# Your task
When you output the records, match them exactly and omit any picture they include.

# Dataset
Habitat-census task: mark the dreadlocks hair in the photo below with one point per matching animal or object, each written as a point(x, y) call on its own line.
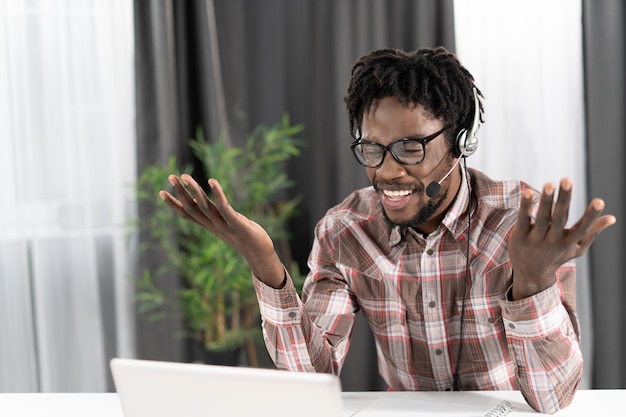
point(433, 78)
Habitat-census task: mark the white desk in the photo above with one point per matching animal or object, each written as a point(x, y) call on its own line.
point(586, 403)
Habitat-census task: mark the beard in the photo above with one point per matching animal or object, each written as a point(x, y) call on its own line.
point(423, 214)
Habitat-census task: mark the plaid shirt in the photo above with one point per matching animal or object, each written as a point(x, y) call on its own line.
point(410, 288)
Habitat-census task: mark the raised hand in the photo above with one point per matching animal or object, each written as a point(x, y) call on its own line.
point(218, 217)
point(537, 249)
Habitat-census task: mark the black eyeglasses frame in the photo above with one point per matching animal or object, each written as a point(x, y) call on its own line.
point(422, 141)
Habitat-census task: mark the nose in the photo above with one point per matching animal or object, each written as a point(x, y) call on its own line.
point(390, 168)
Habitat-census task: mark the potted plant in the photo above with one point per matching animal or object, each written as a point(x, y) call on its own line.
point(216, 297)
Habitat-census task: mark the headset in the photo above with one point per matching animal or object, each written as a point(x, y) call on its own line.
point(466, 140)
point(466, 144)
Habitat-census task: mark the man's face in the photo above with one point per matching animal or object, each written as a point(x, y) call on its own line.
point(401, 188)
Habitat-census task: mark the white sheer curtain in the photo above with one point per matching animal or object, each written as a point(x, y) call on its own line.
point(67, 161)
point(526, 56)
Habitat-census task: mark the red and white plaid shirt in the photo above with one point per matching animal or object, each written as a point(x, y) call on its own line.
point(409, 287)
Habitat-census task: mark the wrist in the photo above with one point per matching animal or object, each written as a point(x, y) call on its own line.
point(525, 286)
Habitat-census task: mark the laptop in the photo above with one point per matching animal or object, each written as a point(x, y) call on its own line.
point(171, 389)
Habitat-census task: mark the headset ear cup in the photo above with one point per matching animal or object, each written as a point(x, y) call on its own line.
point(467, 141)
point(459, 145)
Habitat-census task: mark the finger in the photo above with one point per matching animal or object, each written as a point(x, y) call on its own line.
point(177, 206)
point(221, 202)
point(525, 212)
point(560, 213)
point(544, 213)
point(596, 228)
point(584, 225)
point(180, 191)
point(198, 193)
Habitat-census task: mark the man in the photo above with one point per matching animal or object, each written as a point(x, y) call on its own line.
point(466, 282)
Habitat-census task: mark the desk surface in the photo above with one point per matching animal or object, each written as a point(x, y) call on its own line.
point(586, 402)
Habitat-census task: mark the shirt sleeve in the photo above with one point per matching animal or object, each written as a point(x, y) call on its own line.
point(311, 335)
point(543, 335)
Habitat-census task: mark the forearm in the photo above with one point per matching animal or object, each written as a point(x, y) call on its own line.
point(293, 338)
point(544, 341)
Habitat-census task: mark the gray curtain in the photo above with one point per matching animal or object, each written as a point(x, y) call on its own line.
point(276, 56)
point(605, 87)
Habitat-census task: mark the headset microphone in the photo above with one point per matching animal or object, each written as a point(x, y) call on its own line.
point(434, 187)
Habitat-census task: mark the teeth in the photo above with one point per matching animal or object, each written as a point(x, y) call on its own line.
point(401, 193)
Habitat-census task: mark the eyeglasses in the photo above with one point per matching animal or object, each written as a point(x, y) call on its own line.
point(407, 151)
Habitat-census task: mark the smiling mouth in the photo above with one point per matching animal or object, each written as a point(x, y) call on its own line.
point(396, 194)
point(396, 199)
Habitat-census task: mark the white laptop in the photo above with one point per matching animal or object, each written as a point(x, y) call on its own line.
point(171, 389)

# Response for this exercise
Habitat-census task: mark the dreadlocks hair in the photo below with one point per matching animal or object, each written as a point(x, y) call on its own line.
point(433, 78)
Habitat-census task: mark the white desk in the photo above with one point per matching animal or object, each written as a point(x, y) call on its own line.
point(586, 403)
Habitat-census task: mark the beard in the photo above with one point per matching animal or object, each written as a point(x, y) call on its own line.
point(423, 214)
Habitat-census task: mark the plaid shirt in the photo above with one point per matching animal or object, each written as a point(x, y) call on its own line.
point(410, 288)
Habitat-census task: mark the raised hand in the photo above with one point per matching animal or object, each written as a point(x, y) call on its own line.
point(218, 217)
point(537, 249)
Habitat-census task: mark the black eyeglasses frame in the photo above with one point per matching animal or object, each written as a point(x, y) call on its own line.
point(422, 141)
Habitat-census task: mark the nose in the photo above with one point per matching animal or object, each written as a point(x, y) call on its own line.
point(390, 168)
Habitat-census task: mark the potted plant in the photo above with one point per matching animal or object, each written as a point(x, y) call on its own line.
point(216, 297)
Habitat-census task: mark the headset in the photo above with one point per matching animal or object, each written as a point(x, y) call on its own line.
point(466, 140)
point(466, 144)
Habitat-census task: mark the man's face in the photo above with one point per matching animal or object, each written as a point(x, y) call on its own line.
point(401, 188)
Habitat-census task: mark the white sheer curtain in the photo above with one point per matching animal or object, each written as a point(x, y) call on its own line.
point(67, 161)
point(526, 56)
Habitat-census task: mark the red and white plaid shirt in the photo above with one point per matching animal or object, each written as a point(x, y) call on its own line.
point(409, 287)
Habitat-census task: mark the wrist in the photo above with one point per matching animal or object, each written as a point(x, y) call on its own line.
point(525, 286)
Habitat-census task: mark the laptop in the photo above with one point per matching animal or object, each written as a point(x, y) call on its own line.
point(171, 389)
Habitat-census task: mark the headset ear cup in the photo above with one point per matching animal or object, each written as a point(x, y) call on its own line.
point(467, 141)
point(459, 145)
Habitat-census task: mark the finger in the photo above with one point per matching animal or object, each written as a point(x, y) call on its own line.
point(177, 206)
point(221, 202)
point(525, 212)
point(560, 213)
point(544, 213)
point(596, 228)
point(584, 225)
point(180, 191)
point(198, 193)
Habitat-census task: mark the man in the photo above with one point per matching animal or object, each written as a point(x, y) call on its own line.
point(466, 282)
Habitat-census task: mark the desk surface in the photo above with one point per matching animal or object, each written as a point(x, y) call on its own line.
point(586, 402)
Habitat-census task: mark the shirt sleeve in the photo above with one point per matching animal or object, each written as a point(x, y) call on its own line.
point(311, 335)
point(543, 335)
Habitat-census task: mark the forearm in the photo above with one point per matching animal or object, each written as a point(x, y) call on its own line.
point(293, 338)
point(544, 341)
Habitat-census task: mark the gray curtain in the photo above with one point per matching animal or object, each written as a point(x, y) call on its own line.
point(276, 56)
point(605, 87)
Habitat-census task: mark the headset microphone in the photo above with one point per matching animal or object, each written as a point(x, y) call on its own line.
point(434, 187)
Habitat-census task: mark the teeth in the photo above with one point per matching animal or object, each written as a point(x, y) call on its own line.
point(401, 193)
Habitat-census task: mark the eyeglasses in the photo above with one point per matching animal or object, each written as a point(x, y) call on its own line.
point(407, 151)
Habitat-census task: mark the smiling mouth in the photo above with one point per matching animal or object, each written as a point(x, y) call on its own line.
point(396, 194)
point(396, 199)
Habitat-census task: mark the white laptop in the photo above with one point per matching animal or object, each written as a point(x, y) call on its own line.
point(171, 389)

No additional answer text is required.